Stated task -
Collect every line in the entries below that contains the string "field". Uppercase and lowercase letters count as different.
▬▬▬▬▬▬▬▬▬▬
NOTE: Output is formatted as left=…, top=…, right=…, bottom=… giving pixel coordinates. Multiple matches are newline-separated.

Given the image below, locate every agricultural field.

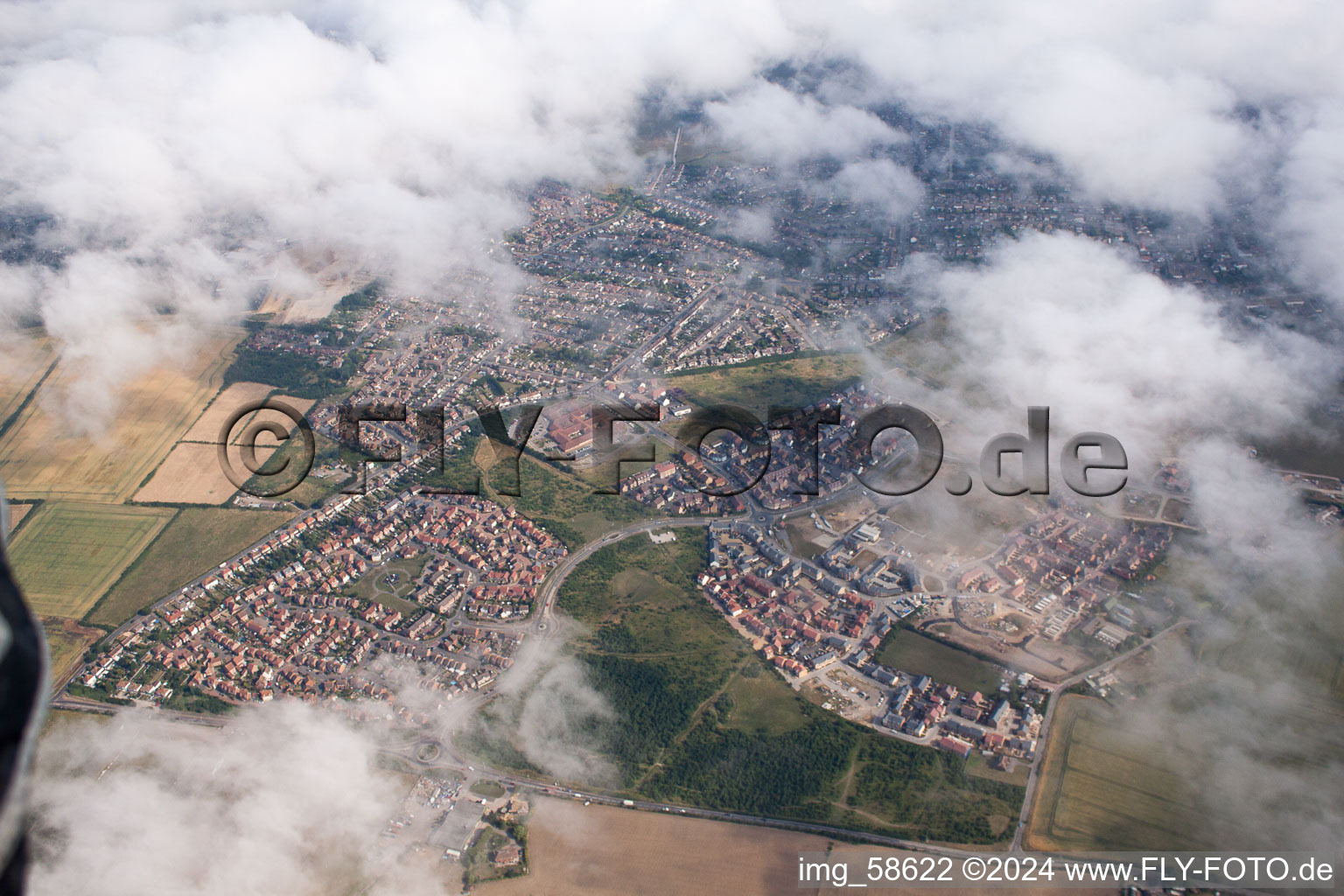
left=10, top=501, right=173, bottom=620
left=181, top=383, right=276, bottom=444
left=878, top=627, right=1003, bottom=696
left=88, top=508, right=294, bottom=627
left=228, top=395, right=317, bottom=444
left=0, top=337, right=53, bottom=437
left=1024, top=695, right=1214, bottom=849
left=135, top=442, right=249, bottom=505
left=4, top=504, right=38, bottom=536
left=40, top=617, right=102, bottom=692
left=481, top=798, right=830, bottom=896
left=0, top=329, right=242, bottom=502
left=667, top=352, right=865, bottom=419
left=135, top=383, right=317, bottom=505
▬▬▬▬▬▬▬▬▬▬
Output of the exercise -
Given the image below, locate every agricultural field.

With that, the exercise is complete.